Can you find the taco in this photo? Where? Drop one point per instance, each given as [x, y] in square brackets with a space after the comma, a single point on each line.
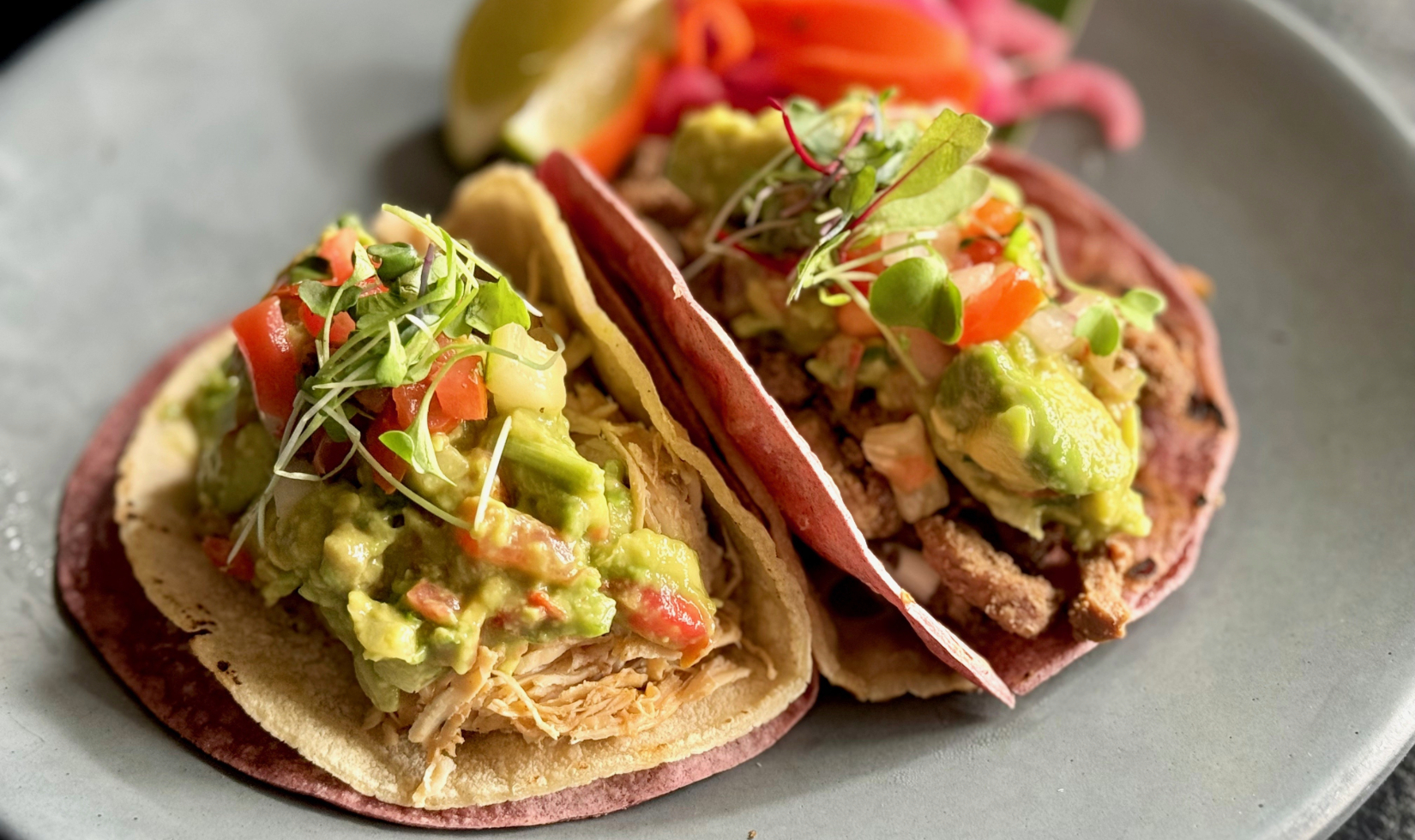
[966, 385]
[444, 541]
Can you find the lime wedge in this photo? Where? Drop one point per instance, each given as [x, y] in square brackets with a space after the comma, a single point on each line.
[589, 81]
[505, 51]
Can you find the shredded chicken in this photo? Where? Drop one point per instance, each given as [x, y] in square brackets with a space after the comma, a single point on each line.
[1099, 613]
[982, 576]
[607, 686]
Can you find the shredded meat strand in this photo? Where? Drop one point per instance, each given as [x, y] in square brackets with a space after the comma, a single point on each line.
[985, 577]
[868, 495]
[1169, 381]
[1099, 613]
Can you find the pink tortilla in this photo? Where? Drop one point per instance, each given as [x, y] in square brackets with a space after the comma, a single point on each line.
[1183, 474]
[750, 417]
[154, 659]
[1192, 456]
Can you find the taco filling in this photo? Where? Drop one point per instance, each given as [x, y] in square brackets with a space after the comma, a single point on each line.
[978, 409]
[432, 463]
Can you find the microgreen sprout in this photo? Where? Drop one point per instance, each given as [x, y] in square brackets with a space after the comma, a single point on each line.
[491, 476]
[396, 341]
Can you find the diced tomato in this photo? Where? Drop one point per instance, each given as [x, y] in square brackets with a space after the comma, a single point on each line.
[435, 603]
[339, 250]
[664, 615]
[984, 249]
[518, 541]
[217, 550]
[542, 600]
[409, 398]
[994, 218]
[270, 357]
[997, 311]
[340, 330]
[461, 392]
[328, 453]
[387, 459]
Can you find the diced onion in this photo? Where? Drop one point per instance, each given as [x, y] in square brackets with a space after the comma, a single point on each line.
[901, 453]
[289, 491]
[1051, 330]
[974, 279]
[515, 385]
[930, 354]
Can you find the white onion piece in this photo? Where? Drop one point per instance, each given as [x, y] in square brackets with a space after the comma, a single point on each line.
[894, 241]
[974, 279]
[1118, 374]
[289, 491]
[930, 354]
[520, 387]
[1051, 330]
[914, 573]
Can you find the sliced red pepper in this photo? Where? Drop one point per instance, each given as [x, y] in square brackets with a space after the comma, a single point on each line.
[518, 541]
[611, 141]
[997, 311]
[435, 603]
[218, 549]
[389, 460]
[340, 330]
[270, 357]
[339, 250]
[661, 614]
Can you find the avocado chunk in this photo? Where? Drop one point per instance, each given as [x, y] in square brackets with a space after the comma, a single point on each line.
[1031, 423]
[385, 631]
[1027, 437]
[716, 149]
[551, 478]
[648, 557]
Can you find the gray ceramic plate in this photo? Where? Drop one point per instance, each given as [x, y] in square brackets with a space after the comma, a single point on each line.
[160, 159]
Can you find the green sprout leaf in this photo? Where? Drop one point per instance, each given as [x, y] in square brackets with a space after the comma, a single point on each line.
[1140, 307]
[392, 368]
[933, 208]
[1023, 249]
[947, 145]
[319, 297]
[363, 266]
[395, 259]
[1099, 328]
[852, 194]
[496, 306]
[400, 443]
[918, 293]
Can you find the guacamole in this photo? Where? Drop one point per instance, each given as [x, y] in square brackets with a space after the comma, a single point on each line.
[444, 505]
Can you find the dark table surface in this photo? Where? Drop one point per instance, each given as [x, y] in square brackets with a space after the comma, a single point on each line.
[1382, 37]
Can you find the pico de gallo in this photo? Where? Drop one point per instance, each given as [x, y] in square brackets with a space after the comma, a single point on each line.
[906, 307]
[391, 440]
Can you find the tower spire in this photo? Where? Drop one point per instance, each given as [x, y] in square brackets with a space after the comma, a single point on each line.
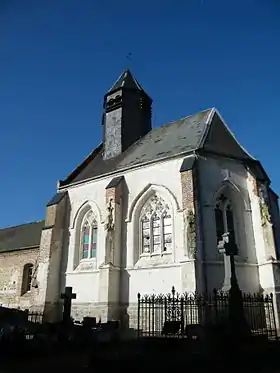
[127, 115]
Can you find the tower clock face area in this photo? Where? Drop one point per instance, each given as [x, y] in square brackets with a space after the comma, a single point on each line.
[113, 133]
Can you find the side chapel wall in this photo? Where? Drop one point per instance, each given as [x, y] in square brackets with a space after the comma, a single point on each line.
[220, 175]
[11, 272]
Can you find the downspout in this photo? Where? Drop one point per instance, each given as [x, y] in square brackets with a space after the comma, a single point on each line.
[201, 223]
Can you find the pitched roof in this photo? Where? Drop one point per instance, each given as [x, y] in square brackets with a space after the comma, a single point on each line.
[205, 131]
[126, 80]
[21, 236]
[184, 135]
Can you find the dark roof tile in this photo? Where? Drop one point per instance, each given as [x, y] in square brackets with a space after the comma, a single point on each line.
[21, 236]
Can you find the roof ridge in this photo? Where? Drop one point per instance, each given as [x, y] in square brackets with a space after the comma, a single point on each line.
[21, 225]
[183, 118]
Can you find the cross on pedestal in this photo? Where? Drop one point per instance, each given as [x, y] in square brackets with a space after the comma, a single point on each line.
[67, 297]
[229, 248]
[237, 320]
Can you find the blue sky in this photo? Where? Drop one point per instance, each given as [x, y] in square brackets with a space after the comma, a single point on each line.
[58, 58]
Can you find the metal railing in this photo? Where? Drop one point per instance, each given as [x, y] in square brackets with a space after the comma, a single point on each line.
[180, 315]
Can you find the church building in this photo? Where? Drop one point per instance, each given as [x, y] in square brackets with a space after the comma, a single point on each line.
[146, 211]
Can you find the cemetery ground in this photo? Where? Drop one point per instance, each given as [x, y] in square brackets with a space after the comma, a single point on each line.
[91, 354]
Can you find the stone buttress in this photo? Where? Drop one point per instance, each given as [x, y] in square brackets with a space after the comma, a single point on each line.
[110, 270]
[49, 261]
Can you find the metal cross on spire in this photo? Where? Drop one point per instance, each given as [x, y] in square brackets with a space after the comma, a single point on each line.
[129, 59]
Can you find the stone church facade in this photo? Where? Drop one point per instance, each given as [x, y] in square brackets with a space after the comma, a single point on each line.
[144, 212]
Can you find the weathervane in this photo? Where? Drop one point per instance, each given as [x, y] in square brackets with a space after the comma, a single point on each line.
[128, 57]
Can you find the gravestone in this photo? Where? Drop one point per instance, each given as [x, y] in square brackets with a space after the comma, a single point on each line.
[238, 325]
[67, 297]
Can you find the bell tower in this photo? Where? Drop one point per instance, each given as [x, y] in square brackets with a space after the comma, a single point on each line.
[126, 116]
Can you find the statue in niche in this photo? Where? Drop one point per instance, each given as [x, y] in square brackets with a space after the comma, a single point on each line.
[191, 233]
[110, 218]
[265, 215]
[110, 227]
[34, 281]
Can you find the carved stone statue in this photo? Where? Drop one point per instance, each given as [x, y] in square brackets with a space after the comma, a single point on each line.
[191, 233]
[110, 218]
[265, 215]
[34, 281]
[110, 236]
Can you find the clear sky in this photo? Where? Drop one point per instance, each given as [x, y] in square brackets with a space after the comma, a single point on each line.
[58, 58]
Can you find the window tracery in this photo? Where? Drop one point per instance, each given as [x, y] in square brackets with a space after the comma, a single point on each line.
[88, 244]
[156, 227]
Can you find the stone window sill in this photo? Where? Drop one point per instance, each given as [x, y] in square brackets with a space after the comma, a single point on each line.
[149, 255]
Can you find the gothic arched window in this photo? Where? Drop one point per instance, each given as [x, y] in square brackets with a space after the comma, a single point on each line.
[26, 278]
[88, 236]
[224, 218]
[156, 227]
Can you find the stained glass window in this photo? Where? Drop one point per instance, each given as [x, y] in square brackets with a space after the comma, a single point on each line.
[220, 229]
[93, 242]
[145, 235]
[156, 232]
[89, 237]
[86, 233]
[167, 233]
[156, 227]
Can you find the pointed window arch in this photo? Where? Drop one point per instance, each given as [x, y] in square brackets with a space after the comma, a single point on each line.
[156, 227]
[224, 217]
[88, 234]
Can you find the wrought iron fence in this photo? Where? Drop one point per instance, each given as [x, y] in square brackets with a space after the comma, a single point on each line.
[183, 315]
[35, 317]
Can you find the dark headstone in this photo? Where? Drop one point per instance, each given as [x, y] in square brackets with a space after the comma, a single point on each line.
[67, 297]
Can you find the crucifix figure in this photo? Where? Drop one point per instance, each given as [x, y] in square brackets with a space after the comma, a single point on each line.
[67, 297]
[229, 248]
[238, 323]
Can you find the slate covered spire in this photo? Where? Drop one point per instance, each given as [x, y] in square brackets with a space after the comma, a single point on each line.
[126, 80]
[126, 116]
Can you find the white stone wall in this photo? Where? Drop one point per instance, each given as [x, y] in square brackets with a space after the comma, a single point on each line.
[142, 276]
[158, 276]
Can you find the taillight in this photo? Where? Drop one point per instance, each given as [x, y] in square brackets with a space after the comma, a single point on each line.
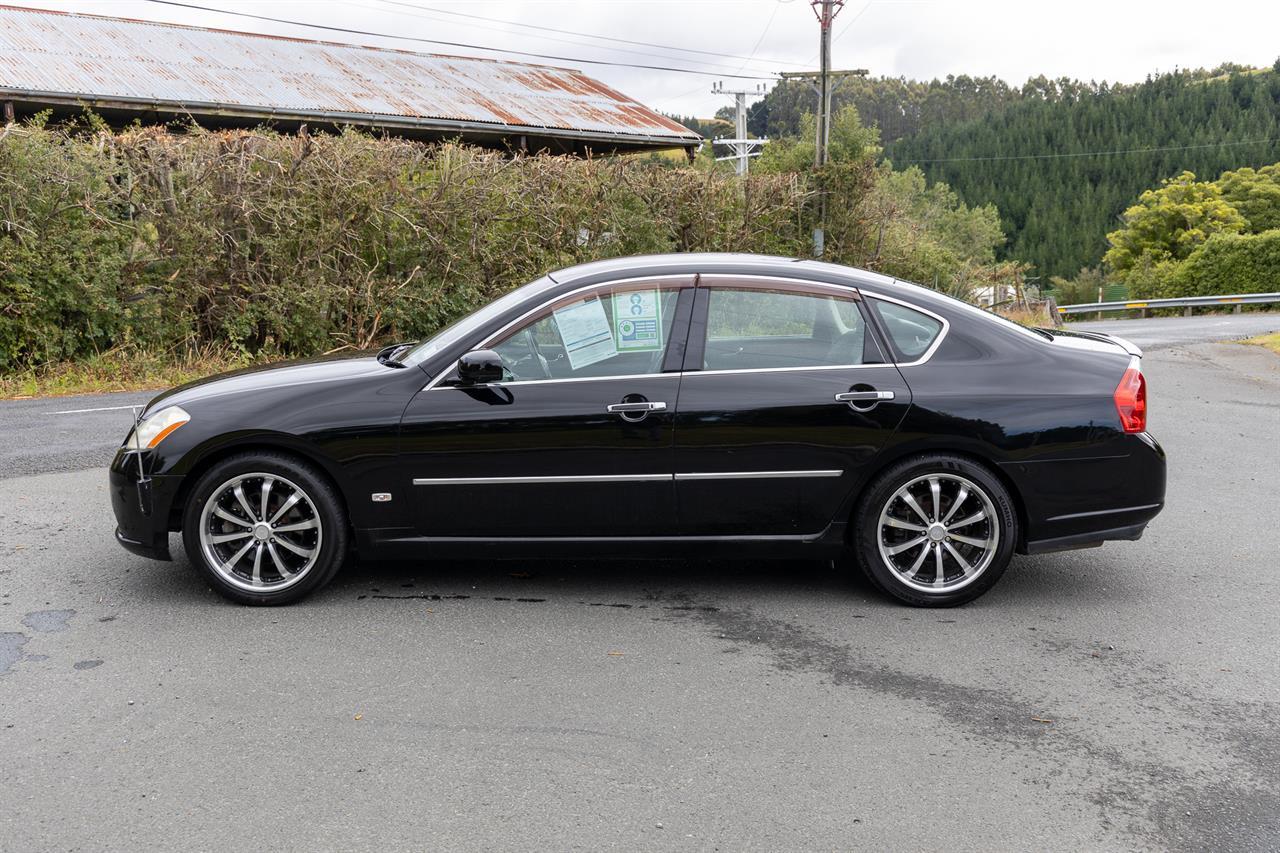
[1132, 400]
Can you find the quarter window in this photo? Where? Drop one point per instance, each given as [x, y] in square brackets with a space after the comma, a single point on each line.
[754, 329]
[613, 331]
[909, 331]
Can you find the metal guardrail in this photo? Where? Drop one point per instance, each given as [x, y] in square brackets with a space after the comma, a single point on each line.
[1187, 302]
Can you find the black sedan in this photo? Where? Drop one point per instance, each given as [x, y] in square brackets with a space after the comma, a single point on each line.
[723, 405]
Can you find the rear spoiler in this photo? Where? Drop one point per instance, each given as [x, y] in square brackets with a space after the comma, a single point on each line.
[1132, 349]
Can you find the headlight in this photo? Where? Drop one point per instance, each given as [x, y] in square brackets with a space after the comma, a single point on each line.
[155, 428]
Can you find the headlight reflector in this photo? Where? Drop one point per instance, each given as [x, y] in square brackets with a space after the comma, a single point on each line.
[155, 428]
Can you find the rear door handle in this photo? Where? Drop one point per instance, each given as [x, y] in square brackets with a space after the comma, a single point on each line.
[635, 411]
[869, 397]
[864, 396]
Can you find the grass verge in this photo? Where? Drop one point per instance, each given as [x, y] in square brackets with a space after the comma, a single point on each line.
[1269, 341]
[114, 370]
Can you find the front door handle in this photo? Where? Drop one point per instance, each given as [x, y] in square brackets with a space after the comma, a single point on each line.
[869, 397]
[635, 411]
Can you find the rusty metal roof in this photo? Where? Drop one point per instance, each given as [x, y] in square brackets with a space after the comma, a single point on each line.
[73, 58]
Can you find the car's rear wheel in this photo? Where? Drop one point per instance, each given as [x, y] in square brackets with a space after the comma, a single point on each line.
[936, 530]
[265, 528]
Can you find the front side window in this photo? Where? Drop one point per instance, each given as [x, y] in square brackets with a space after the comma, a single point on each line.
[909, 331]
[613, 331]
[755, 329]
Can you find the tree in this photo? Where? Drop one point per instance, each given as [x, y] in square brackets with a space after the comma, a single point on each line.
[849, 142]
[1256, 194]
[1171, 222]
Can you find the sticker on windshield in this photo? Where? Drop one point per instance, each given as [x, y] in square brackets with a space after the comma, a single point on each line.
┄┄┄┄┄┄┄┄┄┄┄┄┄┄┄┄┄┄┄┄
== Objective ==
Repeat only the lines running from the line that contains "Can you find the front door" through the last line above, inclusive.

== Result ==
Can you find the front door handle in this photo? Where? Drop one point per instance, each given as [x, y] in square brackets with a space after the comma, a single point on each line.
[869, 397]
[635, 411]
Can you find the rusty metal roof in this photo? Where? Drop one point per instance, each given as [x, y] in square brackets with a space after the comma, a single point on each line.
[73, 58]
Can you find the car's rear wheel in this photo? Where? Drop one point per instance, each given as [x, y] in square brackets with a space after the comma, a single point on each line.
[936, 530]
[265, 528]
Can you find the front side window in this photo? Where? Drop one point per instance, each given as [x, y] in square brackets with a space after the comma, a single point on each line.
[909, 331]
[613, 331]
[755, 329]
Can you find the tree in this photo? Where? Drop one point per instance, each given as [x, y] in square brackets with a space after the comma, a single point on each line.
[849, 142]
[1256, 194]
[1171, 222]
Can you find the sticker on windshield in this photo? Where? Drop one point per instance, each given as [x, y] in square brackets with a space after the comma, a single point on each line.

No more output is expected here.